Actions à mener:
1 > D'après l'entretien sur le mariage pour tous, quelle autre fonction Elie Geffray exerce-t-il en plus de celle de maire ?
2 > Extrayez de l'entretien sur le mariage pour tous tout le passage qui va de « A.B: Je n’étais » jusqu'à « cohérente et tenable? ».
3 > Prolongez l'entretien sur le mariage pour tous à partir de l'endroit où il s'arrête.

Extrait:
■ ■ ■ ■ ■ ■ ■
Toulouse Infos: A titre personnel, êtes-vous également opposé au mariage pour tous?

Arnaud Blunat: Oui, et l’opposition est générale au sein du diocèse. Je ne vois pas où est la pertinence de ce projet de loi, car ce n’est pas en reconnaissant le droit au mariage des homosexuels que les problèmes seront résolus. C’est une loi non seulement inappropriée mais qui amènera aussi à la confusion et la destruction des repères. Elle dénature le mariage et fait peser une menace sur la filiation en dissociant sa nature biologique de sa nature sociale. Au nom du principe d’égalité, des personnes demanderont ensuite l’adoption et la procréation médicalement assistée. Pour les partisans du mariage ouvert à tous, il faut absolument aller plus loin et gommer les différences hommes-femmes. Ce n’est ni sain ni raisonnable. On sait bien que cette loi en appellera d’autres. Il sera difficile d’ici là de poser des limites.

 

T.I: Des membres du diocèse ont-ils participé à la récente manifestation à Toulouse ou bien les fonctions que vous exercez vous contraignent à un certain retrait?

A.B: Je n’étais pas ici à ce moment-là, mais je sais que des responsables, des prêtres et des chrétiens se sont joints à la manifestation. En tant que croyant, on ne peut être indifférent à ce genre de sujet. La Bible nous propose une vision de l’homme qui est là renversée. En revanche, aucun mot d’ordre n’est donné. C’est une question concerne l’ensemble de la société. L’Eglise accueille et respecte les personnes homosexuelles. Mais de là à vouloir institutionnaliser ce type de relation et d’arriver à autoriser la procréation sous prétexte d’une égalité, il y a de quoi être surpris.

 

T.I: Elie Geffray, maire d’une ville bretonne mais aussi prêtre, a rendu public son avis favorable au projet de loi. Cette prise de position vous parait-elle cohérente et tenable?
■ ■ ■ ■ ■ ■ ■
Enregistrements issus d'un jeu de données:
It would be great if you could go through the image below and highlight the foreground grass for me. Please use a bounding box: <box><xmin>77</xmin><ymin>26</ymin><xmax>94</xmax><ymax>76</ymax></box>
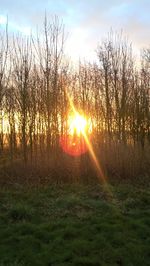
<box><xmin>0</xmin><ymin>180</ymin><xmax>150</xmax><ymax>266</ymax></box>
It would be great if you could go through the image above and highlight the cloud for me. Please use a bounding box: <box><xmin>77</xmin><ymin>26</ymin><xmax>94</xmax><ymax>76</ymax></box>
<box><xmin>0</xmin><ymin>0</ymin><xmax>150</xmax><ymax>58</ymax></box>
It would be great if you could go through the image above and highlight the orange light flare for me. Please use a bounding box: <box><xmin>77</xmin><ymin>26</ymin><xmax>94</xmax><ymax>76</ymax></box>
<box><xmin>60</xmin><ymin>91</ymin><xmax>116</xmax><ymax>203</ymax></box>
<box><xmin>61</xmin><ymin>91</ymin><xmax>106</xmax><ymax>182</ymax></box>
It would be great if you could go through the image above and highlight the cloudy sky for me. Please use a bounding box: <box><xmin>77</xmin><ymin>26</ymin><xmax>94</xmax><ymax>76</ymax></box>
<box><xmin>0</xmin><ymin>0</ymin><xmax>150</xmax><ymax>59</ymax></box>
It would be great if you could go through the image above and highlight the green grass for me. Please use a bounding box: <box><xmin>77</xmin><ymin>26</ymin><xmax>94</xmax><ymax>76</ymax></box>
<box><xmin>0</xmin><ymin>183</ymin><xmax>150</xmax><ymax>266</ymax></box>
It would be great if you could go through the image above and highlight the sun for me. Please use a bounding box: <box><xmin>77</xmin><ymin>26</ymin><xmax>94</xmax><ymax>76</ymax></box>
<box><xmin>60</xmin><ymin>109</ymin><xmax>92</xmax><ymax>156</ymax></box>
<box><xmin>68</xmin><ymin>113</ymin><xmax>88</xmax><ymax>136</ymax></box>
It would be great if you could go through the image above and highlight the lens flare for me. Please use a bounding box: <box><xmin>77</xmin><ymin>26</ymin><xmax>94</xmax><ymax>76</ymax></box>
<box><xmin>60</xmin><ymin>112</ymin><xmax>92</xmax><ymax>156</ymax></box>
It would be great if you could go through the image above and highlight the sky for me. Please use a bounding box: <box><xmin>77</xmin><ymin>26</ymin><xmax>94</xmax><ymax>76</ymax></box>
<box><xmin>0</xmin><ymin>0</ymin><xmax>150</xmax><ymax>60</ymax></box>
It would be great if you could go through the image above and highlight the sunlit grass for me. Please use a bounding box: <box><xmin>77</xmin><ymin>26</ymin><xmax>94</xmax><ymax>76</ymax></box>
<box><xmin>0</xmin><ymin>183</ymin><xmax>150</xmax><ymax>266</ymax></box>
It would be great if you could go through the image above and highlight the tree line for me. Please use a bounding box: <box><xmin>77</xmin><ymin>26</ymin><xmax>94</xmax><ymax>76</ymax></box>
<box><xmin>0</xmin><ymin>17</ymin><xmax>150</xmax><ymax>166</ymax></box>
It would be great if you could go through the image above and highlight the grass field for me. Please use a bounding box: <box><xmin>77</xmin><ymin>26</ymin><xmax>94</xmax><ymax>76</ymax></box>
<box><xmin>0</xmin><ymin>182</ymin><xmax>150</xmax><ymax>266</ymax></box>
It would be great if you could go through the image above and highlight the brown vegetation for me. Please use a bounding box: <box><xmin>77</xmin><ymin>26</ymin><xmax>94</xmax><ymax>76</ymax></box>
<box><xmin>0</xmin><ymin>18</ymin><xmax>150</xmax><ymax>182</ymax></box>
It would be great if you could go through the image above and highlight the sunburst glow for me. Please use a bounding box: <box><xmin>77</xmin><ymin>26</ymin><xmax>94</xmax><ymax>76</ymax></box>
<box><xmin>68</xmin><ymin>113</ymin><xmax>88</xmax><ymax>136</ymax></box>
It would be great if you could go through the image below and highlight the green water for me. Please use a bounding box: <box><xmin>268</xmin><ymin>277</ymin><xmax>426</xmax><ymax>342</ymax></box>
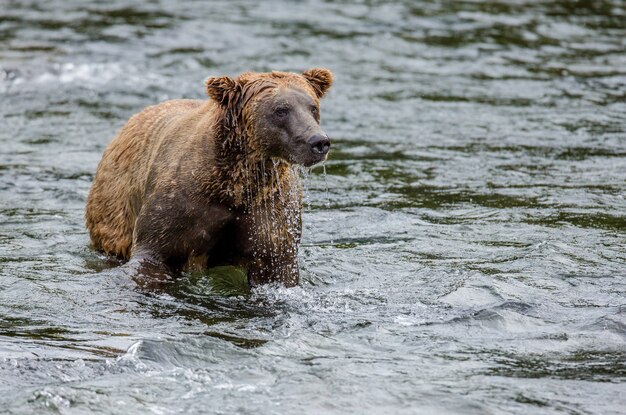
<box><xmin>0</xmin><ymin>0</ymin><xmax>626</xmax><ymax>414</ymax></box>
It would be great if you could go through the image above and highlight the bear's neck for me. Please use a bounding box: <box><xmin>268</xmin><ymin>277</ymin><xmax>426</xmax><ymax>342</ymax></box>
<box><xmin>212</xmin><ymin>110</ymin><xmax>301</xmax><ymax>211</ymax></box>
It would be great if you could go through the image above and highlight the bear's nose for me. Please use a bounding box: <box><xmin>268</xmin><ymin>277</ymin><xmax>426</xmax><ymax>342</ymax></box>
<box><xmin>309</xmin><ymin>134</ymin><xmax>330</xmax><ymax>154</ymax></box>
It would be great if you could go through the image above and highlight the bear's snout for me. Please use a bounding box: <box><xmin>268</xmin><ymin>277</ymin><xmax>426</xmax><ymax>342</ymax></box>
<box><xmin>309</xmin><ymin>134</ymin><xmax>330</xmax><ymax>155</ymax></box>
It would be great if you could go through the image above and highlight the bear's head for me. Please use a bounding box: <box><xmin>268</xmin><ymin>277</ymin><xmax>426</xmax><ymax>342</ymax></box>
<box><xmin>206</xmin><ymin>68</ymin><xmax>333</xmax><ymax>166</ymax></box>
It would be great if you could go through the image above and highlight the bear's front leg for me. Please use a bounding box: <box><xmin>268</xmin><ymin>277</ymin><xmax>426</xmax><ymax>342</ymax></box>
<box><xmin>235</xmin><ymin>205</ymin><xmax>301</xmax><ymax>287</ymax></box>
<box><xmin>131</xmin><ymin>192</ymin><xmax>232</xmax><ymax>276</ymax></box>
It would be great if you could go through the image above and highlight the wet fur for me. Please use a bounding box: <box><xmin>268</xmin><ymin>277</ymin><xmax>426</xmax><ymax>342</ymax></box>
<box><xmin>86</xmin><ymin>69</ymin><xmax>332</xmax><ymax>285</ymax></box>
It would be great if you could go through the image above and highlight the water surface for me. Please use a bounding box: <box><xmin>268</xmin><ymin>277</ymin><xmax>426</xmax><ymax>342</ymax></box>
<box><xmin>0</xmin><ymin>0</ymin><xmax>626</xmax><ymax>414</ymax></box>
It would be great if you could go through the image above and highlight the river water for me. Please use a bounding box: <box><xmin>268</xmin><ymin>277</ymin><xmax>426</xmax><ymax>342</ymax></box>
<box><xmin>0</xmin><ymin>0</ymin><xmax>626</xmax><ymax>414</ymax></box>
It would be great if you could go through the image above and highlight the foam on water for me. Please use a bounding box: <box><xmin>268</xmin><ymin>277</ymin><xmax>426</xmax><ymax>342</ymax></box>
<box><xmin>0</xmin><ymin>0</ymin><xmax>626</xmax><ymax>414</ymax></box>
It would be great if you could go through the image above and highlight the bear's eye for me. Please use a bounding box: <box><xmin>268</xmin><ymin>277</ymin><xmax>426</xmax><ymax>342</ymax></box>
<box><xmin>274</xmin><ymin>107</ymin><xmax>289</xmax><ymax>117</ymax></box>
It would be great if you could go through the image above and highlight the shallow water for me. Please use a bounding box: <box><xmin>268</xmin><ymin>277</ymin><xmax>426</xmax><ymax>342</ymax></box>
<box><xmin>0</xmin><ymin>0</ymin><xmax>626</xmax><ymax>414</ymax></box>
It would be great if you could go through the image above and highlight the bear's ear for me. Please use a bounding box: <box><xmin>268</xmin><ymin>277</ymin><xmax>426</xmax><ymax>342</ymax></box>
<box><xmin>302</xmin><ymin>68</ymin><xmax>333</xmax><ymax>98</ymax></box>
<box><xmin>204</xmin><ymin>76</ymin><xmax>237</xmax><ymax>106</ymax></box>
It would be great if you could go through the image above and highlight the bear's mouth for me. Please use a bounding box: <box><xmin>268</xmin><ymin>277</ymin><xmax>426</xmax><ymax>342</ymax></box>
<box><xmin>302</xmin><ymin>153</ymin><xmax>328</xmax><ymax>167</ymax></box>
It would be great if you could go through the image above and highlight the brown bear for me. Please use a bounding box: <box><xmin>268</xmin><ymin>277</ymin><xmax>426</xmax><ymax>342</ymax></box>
<box><xmin>86</xmin><ymin>68</ymin><xmax>333</xmax><ymax>286</ymax></box>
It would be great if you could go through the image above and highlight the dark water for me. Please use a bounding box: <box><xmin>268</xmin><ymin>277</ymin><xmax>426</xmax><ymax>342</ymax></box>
<box><xmin>0</xmin><ymin>0</ymin><xmax>626</xmax><ymax>414</ymax></box>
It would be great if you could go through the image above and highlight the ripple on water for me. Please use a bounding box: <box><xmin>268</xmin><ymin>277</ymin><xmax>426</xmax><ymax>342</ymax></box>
<box><xmin>0</xmin><ymin>0</ymin><xmax>626</xmax><ymax>414</ymax></box>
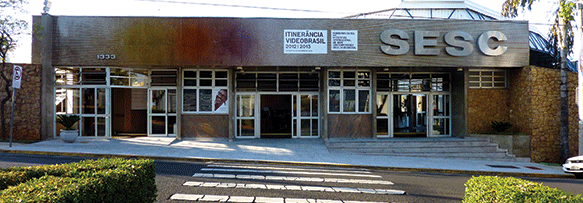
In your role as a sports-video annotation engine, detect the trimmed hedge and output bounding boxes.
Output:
[463,176,583,203]
[0,159,157,202]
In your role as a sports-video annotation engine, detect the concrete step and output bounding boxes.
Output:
[326,138,530,162]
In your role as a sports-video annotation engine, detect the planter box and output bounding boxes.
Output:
[59,130,79,143]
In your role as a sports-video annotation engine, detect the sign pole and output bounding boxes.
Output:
[8,65,22,148]
[8,89,16,147]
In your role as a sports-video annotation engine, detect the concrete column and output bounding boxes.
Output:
[174,67,183,140]
[320,67,329,140]
[40,13,55,140]
[370,68,378,139]
[227,68,237,141]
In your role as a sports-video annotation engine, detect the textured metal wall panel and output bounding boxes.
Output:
[53,16,529,67]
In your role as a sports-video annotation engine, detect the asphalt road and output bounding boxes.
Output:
[0,153,583,203]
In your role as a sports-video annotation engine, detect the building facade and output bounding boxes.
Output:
[33,15,529,139]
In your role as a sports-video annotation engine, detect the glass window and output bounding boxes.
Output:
[358,90,370,112]
[468,69,507,88]
[328,70,371,113]
[184,70,229,114]
[328,90,340,112]
[343,90,356,112]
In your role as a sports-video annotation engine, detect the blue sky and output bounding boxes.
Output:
[9,0,554,63]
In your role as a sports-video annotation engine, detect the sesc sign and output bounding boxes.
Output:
[380,29,507,57]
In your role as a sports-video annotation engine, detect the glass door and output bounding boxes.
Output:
[79,87,110,137]
[393,94,427,137]
[376,92,393,137]
[293,93,320,138]
[235,93,257,138]
[430,94,451,137]
[148,88,176,136]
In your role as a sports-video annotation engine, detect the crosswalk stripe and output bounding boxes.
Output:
[170,194,392,203]
[192,173,394,185]
[183,181,406,195]
[207,164,372,173]
[200,168,382,178]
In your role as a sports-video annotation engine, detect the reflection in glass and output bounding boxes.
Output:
[237,95,255,117]
[97,117,105,136]
[328,90,340,112]
[81,117,95,136]
[167,116,176,135]
[312,119,319,136]
[358,90,370,112]
[168,89,176,113]
[312,95,318,117]
[55,88,79,114]
[301,119,311,136]
[150,90,166,113]
[300,95,310,116]
[344,90,356,112]
[182,89,197,111]
[377,118,389,135]
[377,95,389,116]
[150,116,166,134]
[97,88,106,114]
[81,88,95,114]
[237,119,255,136]
[198,89,213,111]
[433,95,449,116]
[433,118,449,135]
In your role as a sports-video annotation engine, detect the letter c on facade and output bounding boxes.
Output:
[381,29,409,55]
[478,31,508,56]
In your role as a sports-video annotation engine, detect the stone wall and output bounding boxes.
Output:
[468,66,578,163]
[468,89,510,134]
[528,67,579,163]
[0,64,41,141]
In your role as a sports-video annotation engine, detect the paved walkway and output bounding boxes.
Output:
[0,137,574,178]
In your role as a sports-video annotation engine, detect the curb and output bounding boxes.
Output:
[0,149,575,179]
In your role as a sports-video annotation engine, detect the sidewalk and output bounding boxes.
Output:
[0,137,574,178]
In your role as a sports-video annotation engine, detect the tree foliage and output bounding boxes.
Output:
[502,0,575,63]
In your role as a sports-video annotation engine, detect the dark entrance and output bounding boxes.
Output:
[393,94,427,137]
[111,88,148,137]
[261,95,292,138]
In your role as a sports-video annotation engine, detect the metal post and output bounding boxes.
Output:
[8,88,16,147]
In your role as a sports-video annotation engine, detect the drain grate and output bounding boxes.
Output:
[486,164,519,169]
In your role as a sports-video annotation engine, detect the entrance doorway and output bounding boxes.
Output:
[111,88,148,137]
[260,95,292,138]
[393,94,427,137]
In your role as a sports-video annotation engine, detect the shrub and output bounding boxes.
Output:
[0,159,157,202]
[463,176,583,203]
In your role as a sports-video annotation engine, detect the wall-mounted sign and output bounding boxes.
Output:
[12,65,22,89]
[283,30,328,54]
[330,30,358,51]
[380,29,508,56]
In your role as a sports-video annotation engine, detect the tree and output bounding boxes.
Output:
[0,0,28,139]
[502,0,575,161]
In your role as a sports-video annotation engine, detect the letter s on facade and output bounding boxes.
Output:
[443,31,474,56]
[381,29,409,55]
[478,31,508,56]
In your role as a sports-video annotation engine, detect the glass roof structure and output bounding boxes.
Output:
[346,0,577,72]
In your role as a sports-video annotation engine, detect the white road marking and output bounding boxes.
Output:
[207,164,371,173]
[192,173,394,185]
[200,168,382,178]
[183,181,406,195]
[170,194,390,203]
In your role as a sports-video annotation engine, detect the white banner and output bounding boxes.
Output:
[283,30,328,54]
[12,65,22,89]
[330,30,358,51]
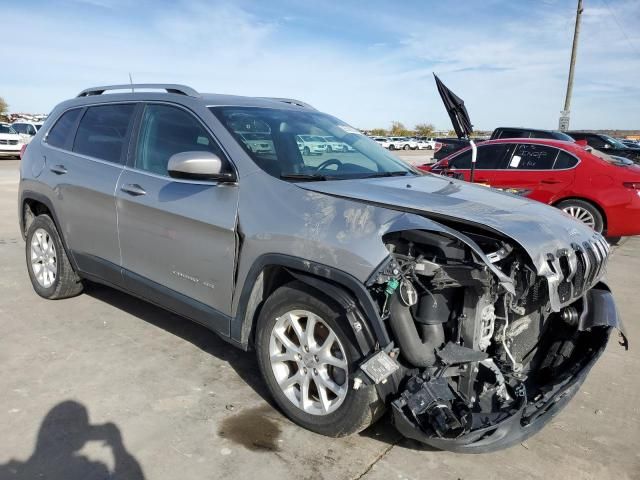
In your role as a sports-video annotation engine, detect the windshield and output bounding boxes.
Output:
[587,147,634,167]
[603,135,627,148]
[210,107,417,181]
[0,124,16,133]
[554,132,575,143]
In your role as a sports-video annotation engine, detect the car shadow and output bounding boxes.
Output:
[85,283,439,452]
[0,400,145,480]
[85,283,274,406]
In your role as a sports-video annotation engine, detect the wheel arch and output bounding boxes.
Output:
[551,195,608,232]
[231,254,391,353]
[18,191,78,271]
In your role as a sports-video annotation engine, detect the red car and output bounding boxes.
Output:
[419,138,640,237]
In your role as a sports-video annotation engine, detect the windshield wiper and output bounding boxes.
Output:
[280,173,333,182]
[362,170,412,178]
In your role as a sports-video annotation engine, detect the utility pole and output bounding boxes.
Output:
[558,0,583,132]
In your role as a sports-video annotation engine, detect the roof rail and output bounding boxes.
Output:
[78,83,200,97]
[260,97,315,110]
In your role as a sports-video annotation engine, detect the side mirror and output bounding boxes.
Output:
[167,152,235,182]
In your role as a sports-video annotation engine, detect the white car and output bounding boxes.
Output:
[371,137,391,148]
[296,135,327,155]
[322,137,355,153]
[238,132,276,153]
[0,123,25,158]
[11,120,42,143]
[389,137,418,150]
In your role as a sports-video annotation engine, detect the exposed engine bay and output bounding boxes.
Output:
[362,230,624,451]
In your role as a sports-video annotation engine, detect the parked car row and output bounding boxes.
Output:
■ ■ ■ ■ ■ ■ ■
Résultats:
1 > Il est aussi prêtre.

2 >
A.B: Je n’étais pas ici à ce moment-là, mais je sais que des responsables, des prêtres et des chrétiens se sont joints à la manifestation. En tant que croyant, on ne peut être indifférent à ce genre de sujet. La Bible nous propose une vision de l’homme qui est là renversée. En revanche, aucun mot d’ordre n’est donné. C’est une question concerne l’ensemble de la société. L’Eglise accueille et respecte les personnes homosexuelles. Mais de là à vouloir institutionnaliser ce type de relation et d’arriver à autoriser la procréation sous prétexte d’une égalité, il y a de quoi être surpris.

 

T.I: Elie Geffray, maire d’une ville bretonne mais aussi prêtre, a rendu public son avis favorable au projet de loi. Cette prise de position vous parait-elle cohérente et tenable?

3 >
A.B: Je n’ai que vaguement lu un petit article sur le sujet mais je trouve cela aberrant. Pour moi, c’est une position maladroite et totalement irresponsable. On en a beaucoup parlé car c’est quelque chose qui détonne, mais cela reste insuffisamment fondé. Cet homme qui prétend être pour ce projet de loi au nom de la justice assume ses déclarations. Mais je ne puis le suivre.

 

T.I: Concernant plus précisément l’adoption et la procréation médicalement assistée, quel sont les raisons de votre opposition?

A.B: Un enfant a besoin de se construire à travers la figure d’un père et d’une mère. On voit déjà la difficulté identitaire et historique éprouvée chez les enfants adoptés par un couple traditionnel. Ne créons pas des problèmes et des souffrances supplémentaires. Bon nombre de ces enfants n’accepteront pas cette situation et vivront un mal-être profond. Si la loi continue à progresser, nous pourrions même arriver à la procréation médicalement assistée et à la gestation pour autrui. C’est ainsi l’accès aux origines qui risque d’être modifié, voire falsifié. Ces enfants-là s’ajouteraient à tous ceux qui sont déjà en souffrance. On ouvrirait pour les années à venir des bouleversements considérables. Il est quand même légitime de s’interroger sur la gravité d’une telle loi.